__TASK REQUIREMENTS__.
Extract the full set of records that follows, word for word.

Pointing records:

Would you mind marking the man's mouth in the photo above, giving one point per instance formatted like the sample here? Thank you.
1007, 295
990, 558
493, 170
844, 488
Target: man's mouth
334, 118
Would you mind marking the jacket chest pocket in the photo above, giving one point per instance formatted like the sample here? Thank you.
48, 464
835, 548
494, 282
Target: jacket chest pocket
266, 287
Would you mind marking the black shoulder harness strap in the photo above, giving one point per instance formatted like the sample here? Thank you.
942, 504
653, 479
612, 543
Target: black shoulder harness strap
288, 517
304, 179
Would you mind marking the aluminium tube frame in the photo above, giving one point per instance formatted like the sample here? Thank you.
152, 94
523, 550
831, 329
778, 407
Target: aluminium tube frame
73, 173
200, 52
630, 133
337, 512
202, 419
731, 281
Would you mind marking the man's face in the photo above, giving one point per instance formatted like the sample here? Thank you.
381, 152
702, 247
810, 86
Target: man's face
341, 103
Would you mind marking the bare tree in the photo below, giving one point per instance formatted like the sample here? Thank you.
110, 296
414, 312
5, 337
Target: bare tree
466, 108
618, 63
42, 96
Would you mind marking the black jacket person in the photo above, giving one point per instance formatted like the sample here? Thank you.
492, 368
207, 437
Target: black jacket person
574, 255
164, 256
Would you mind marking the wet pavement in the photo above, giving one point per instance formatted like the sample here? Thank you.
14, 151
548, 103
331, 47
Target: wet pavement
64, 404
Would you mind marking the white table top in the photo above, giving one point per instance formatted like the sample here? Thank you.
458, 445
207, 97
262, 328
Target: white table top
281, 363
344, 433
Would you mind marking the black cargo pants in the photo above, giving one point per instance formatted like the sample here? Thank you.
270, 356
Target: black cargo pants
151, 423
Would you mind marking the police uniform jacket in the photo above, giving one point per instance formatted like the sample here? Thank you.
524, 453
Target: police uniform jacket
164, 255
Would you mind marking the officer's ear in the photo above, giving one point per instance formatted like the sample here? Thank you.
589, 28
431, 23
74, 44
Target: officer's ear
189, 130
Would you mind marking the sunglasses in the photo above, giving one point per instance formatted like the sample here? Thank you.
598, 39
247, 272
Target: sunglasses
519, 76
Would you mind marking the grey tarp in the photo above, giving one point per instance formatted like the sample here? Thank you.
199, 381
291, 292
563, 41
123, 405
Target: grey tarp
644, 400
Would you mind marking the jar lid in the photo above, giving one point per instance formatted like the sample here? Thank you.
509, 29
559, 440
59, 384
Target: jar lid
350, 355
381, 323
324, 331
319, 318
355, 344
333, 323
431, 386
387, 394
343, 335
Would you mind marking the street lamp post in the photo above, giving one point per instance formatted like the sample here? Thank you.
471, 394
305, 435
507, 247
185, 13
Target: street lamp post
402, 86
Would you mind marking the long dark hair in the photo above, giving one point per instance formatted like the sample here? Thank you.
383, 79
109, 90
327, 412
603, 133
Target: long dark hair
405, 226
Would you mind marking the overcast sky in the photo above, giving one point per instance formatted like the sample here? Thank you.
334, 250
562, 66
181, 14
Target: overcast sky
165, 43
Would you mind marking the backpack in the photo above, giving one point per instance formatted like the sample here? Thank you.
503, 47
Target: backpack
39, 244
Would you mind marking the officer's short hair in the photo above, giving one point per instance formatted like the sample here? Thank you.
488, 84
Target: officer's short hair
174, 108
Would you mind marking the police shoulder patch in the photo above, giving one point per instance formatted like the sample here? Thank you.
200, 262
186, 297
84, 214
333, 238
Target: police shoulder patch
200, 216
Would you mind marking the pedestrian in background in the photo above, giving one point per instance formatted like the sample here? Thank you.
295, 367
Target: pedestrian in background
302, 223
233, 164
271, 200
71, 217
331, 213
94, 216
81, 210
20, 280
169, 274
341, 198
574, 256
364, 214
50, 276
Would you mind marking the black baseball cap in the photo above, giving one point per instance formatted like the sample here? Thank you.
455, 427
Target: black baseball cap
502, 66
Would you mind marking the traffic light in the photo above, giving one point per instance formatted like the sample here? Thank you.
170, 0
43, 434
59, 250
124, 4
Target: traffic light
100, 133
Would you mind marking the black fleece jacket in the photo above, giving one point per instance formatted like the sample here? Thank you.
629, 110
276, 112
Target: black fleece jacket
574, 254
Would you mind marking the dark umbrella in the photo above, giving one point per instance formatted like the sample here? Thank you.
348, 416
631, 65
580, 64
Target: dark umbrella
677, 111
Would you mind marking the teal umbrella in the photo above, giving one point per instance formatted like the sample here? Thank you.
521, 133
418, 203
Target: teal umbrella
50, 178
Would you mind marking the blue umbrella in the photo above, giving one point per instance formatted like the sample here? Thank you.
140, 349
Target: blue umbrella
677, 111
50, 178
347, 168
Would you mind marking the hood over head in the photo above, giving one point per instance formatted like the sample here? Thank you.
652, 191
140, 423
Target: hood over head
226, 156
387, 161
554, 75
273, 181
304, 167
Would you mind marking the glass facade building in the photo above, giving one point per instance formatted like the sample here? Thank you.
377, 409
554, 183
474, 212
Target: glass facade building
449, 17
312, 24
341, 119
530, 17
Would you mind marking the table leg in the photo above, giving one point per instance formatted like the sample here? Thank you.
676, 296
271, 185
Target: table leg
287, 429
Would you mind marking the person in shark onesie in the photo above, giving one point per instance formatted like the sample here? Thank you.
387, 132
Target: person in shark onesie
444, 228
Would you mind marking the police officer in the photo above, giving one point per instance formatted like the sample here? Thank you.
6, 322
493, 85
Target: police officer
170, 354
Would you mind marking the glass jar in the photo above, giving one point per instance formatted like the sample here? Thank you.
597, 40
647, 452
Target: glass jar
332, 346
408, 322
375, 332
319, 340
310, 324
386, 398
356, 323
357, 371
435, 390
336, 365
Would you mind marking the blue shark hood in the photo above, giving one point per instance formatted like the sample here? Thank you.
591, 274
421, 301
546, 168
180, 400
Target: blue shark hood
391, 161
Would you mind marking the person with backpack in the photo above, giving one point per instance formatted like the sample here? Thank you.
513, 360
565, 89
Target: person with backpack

__TASK OUTPUT__.
Would you mind marking the man's mouth in the photo above, giving one point per instance formatted like the sample here? Thank you.
1007, 295
990, 558
493, 170
844, 488
Target: man's mouth
334, 118
Would you mind marking the jacket chest pocket in the photo above, giving one point per instance formatted like the sample here? Thank you.
48, 464
835, 548
494, 282
Target: jacket chest pocket
266, 287
Would you mind marking the black shoulder harness strap in the photo above, giving one point per instance formatted like the sample here? Thank you.
942, 504
653, 479
612, 543
Target: black shoulder harness strap
288, 517
304, 179
Would you mind marking the aluminium tube frame in the photo above, giving one point per instance formatted like the sample here? Thank you.
152, 94
523, 550
831, 329
778, 407
Target: aluminium tube frame
73, 173
200, 52
630, 133
337, 512
202, 419
731, 281
Would you mind marking the man's face in the photo above, giving one point per instance formatted like the sample here? Thank you.
381, 152
702, 247
810, 86
Target: man's face
341, 103
Would you mind marking the bare tree in the photo below, giving one point per instance formatted like the sample here? Thank you.
110, 296
414, 312
5, 337
Target: bare tree
466, 108
618, 63
42, 96
Would you mind marking the black jacket person in the photo above, giving one point per instance formatted like the sample here? Thank you.
492, 368
207, 437
Target: black jacket person
574, 255
164, 256
Would you mind marking the wet pavement in the photo above, giving one point per instance formatted like the sample here? Thank you.
14, 151
548, 103
331, 47
Target: wet pavement
64, 404
Would you mind marking the white table top in the photo above, giving one point per instance formatted like the sample here? Thank you.
458, 445
207, 97
262, 328
Target: white table top
281, 363
344, 433
Would you mind marking the black cargo pants in the photo above, giving one point per instance formatted like the sample here? Thank you.
270, 356
Target: black cargo pants
151, 423
Would you mind marking the police uniform jacket in the photo above, giving one point per instance formatted like the sample here? Thank you.
524, 453
Target: police uniform jacket
164, 255
Would you mind marking the officer's ear in the photo above, giving one point per instance formatted like the sample here? Thank you.
589, 28
431, 23
74, 44
Target: officer's ear
189, 130
Would you mind marking the sunglasses in the photo above, giving one point per instance formatted like the sample here? Thank you.
598, 39
247, 272
Target: sunglasses
519, 76
Would you mind marking the grey tarp in the photo above, giving one point per instance formatted like the sample here? Thank you.
199, 381
291, 292
563, 41
123, 405
Target: grey tarp
644, 400
Would you mind marking the jar lid in the photo above, giving one point per instance formatted like the sample here? Thank you.
509, 29
559, 440
59, 384
Target: jar lid
350, 355
381, 323
324, 331
319, 318
355, 344
333, 323
431, 386
387, 394
343, 335
Would you mind marking the street lamp post in the photo above, giving one point per instance formatted like the sample here? Thank you.
471, 394
305, 435
507, 247
185, 13
Target: street lamp post
402, 86
Would you mind marking the long dark hair in the photo above, giving one point per instance formatted like the sample here? Thank you.
383, 79
109, 90
327, 412
603, 133
Target: long dark hair
405, 226
Would you mind marking the overcast sky in the photo above, giving one point per instance formatted like the sample here? Thank you.
334, 250
562, 66
181, 14
Target: overcast sky
165, 43
Would you mind marking the backpack in the photo above, giving one point per instance formatted like the sample here? Thank you.
503, 47
Target: backpack
39, 244
Would you mind marking the officer's short hair in the photo above, giving one point per instance formatted like the sample here? Thank you.
488, 84
Target: officer's short hair
174, 108
Would you mind marking the police shoulder patch in the photo above, giving one point per instance formatted like the sample here? Thank you.
200, 262
186, 297
84, 214
333, 238
Target: police shoulder patch
200, 216
Would you mind marking the pedestrian in background in the photo above, giving one point per instance formatted like the sample here? Thank you.
295, 367
Target: pedestrian in background
302, 223
233, 164
271, 200
71, 217
331, 213
94, 216
81, 210
20, 280
169, 274
341, 198
574, 256
364, 214
50, 276
Would you mind marking the black baseball cap in the photo above, giving one point per instance formatted like the sample here? Thank you.
455, 427
Target: black baseball cap
502, 66
Would you mind marking the traffic light in the photo above, giving one point per instance formatted like the sample here? Thank you.
170, 0
43, 434
59, 250
124, 4
Target: traffic light
100, 133
Would you mind marking the black fleece jacket in the photo above, giving one point per instance formatted like the sample here? Thank you.
629, 110
276, 112
Target: black fleece jacket
574, 254
Would you mind marking the dark umbrella in the photo above, giving one point per instance formatted like the sample here? Thank you.
348, 416
631, 65
580, 64
Target: dark umbrella
677, 111
Would you mind marking the teal umbrella in the photo above, giving one point per instance formatted like the sample here? Thank you.
521, 133
418, 203
Target: teal umbrella
50, 178
Would you mind marking the blue umbrella in the photo above, giving one point per instance formatted like the sample here? Thank you.
140, 349
Target: blue umbrella
677, 111
50, 178
347, 168
Would you mind marking the hood over head in the photo above, giving one point per instance formatted like the sample here? Thank you.
652, 191
140, 423
Target: hood over head
226, 156
387, 161
554, 75
273, 181
304, 167
Would you mind marking the glass facade building in the photo above, giving one point per instance formatted like the sample here? Thank you.
377, 409
554, 183
474, 212
Target: glass facade building
449, 17
312, 24
341, 119
530, 17
Would you mind marking the table leg in the photo above, giving one point per instance formatted like the sample here? Thank you.
676, 296
271, 185
Target: table leg
287, 429
Would you mind marking the person in shark onesie in the photo above, giving one point per instance formatted like the sample here? Thank you.
387, 132
Target: person in shark onesie
444, 228
Would you mind marking the police officer in the photo above, giving one point per instance formatted like the sample here? Thank you.
6, 322
493, 85
Target: police officer
170, 354
Would you mind marking the glass jar in the photo above, giving one point per instance formatted like the sample here? Thank you.
597, 40
647, 452
Target: glass jar
332, 346
408, 322
375, 332
319, 340
310, 324
386, 398
356, 323
357, 371
435, 390
336, 365
Would you mind marking the blue shark hood in the photo above, giving one point per instance formatted like the sample here? Thank you.
591, 274
421, 301
546, 168
180, 400
Target: blue shark hood
391, 161
Would you mind marking the person with backpack in the photo above, giving one point per instance formatted like the sample here? Thank you.
513, 360
565, 89
Target: person with backpack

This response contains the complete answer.